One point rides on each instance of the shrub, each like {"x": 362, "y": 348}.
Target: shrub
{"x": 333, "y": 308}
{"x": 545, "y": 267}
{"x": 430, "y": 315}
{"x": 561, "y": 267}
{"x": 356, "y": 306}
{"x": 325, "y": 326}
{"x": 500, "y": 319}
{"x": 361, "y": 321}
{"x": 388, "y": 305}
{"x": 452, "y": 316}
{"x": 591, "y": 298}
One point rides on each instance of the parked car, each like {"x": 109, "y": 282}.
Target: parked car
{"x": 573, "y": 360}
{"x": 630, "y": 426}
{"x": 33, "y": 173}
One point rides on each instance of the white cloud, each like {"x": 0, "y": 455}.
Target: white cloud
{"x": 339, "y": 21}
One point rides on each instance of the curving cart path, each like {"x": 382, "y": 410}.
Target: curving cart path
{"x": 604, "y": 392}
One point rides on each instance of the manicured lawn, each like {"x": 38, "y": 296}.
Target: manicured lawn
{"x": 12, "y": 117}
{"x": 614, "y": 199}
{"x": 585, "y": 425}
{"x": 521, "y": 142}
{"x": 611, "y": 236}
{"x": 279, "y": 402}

**WHAT YOU WILL DO:** Could you write out every line of the records above again, requests included, scaling each x and y coordinate in the answers by 2.25 and rounding to whole numbers, with halves rounded up? Leave the sample coordinates inside the requests unchanged.

**PROBLEM SOLUTION:**
One point rides on each instance of the shrub, each like {"x": 362, "y": 348}.
Target: shrub
{"x": 749, "y": 693}
{"x": 1226, "y": 601}
{"x": 968, "y": 709}
{"x": 1262, "y": 601}
{"x": 801, "y": 689}
{"x": 731, "y": 734}
{"x": 1125, "y": 718}
{"x": 812, "y": 722}
{"x": 873, "y": 686}
{"x": 1017, "y": 711}
{"x": 1330, "y": 671}
One point rides on each instance of the parked car, each like {"x": 109, "y": 282}.
Target: parked car
{"x": 1289, "y": 810}
{"x": 1418, "y": 959}
{"x": 74, "y": 389}
One point rides on each instance of the white cloud, each like {"x": 0, "y": 455}.
Target: white cloud
{"x": 763, "y": 47}
One point rides on each instance of the curving cart path, each like {"x": 382, "y": 410}.
Target: curving cart path
{"x": 1359, "y": 882}
One point rides on each instance of the manicured lawn, each like {"x": 38, "y": 296}.
Target: manicured lawn
{"x": 27, "y": 263}
{"x": 1382, "y": 448}
{"x": 1316, "y": 956}
{"x": 1172, "y": 320}
{"x": 1375, "y": 531}
{"x": 628, "y": 905}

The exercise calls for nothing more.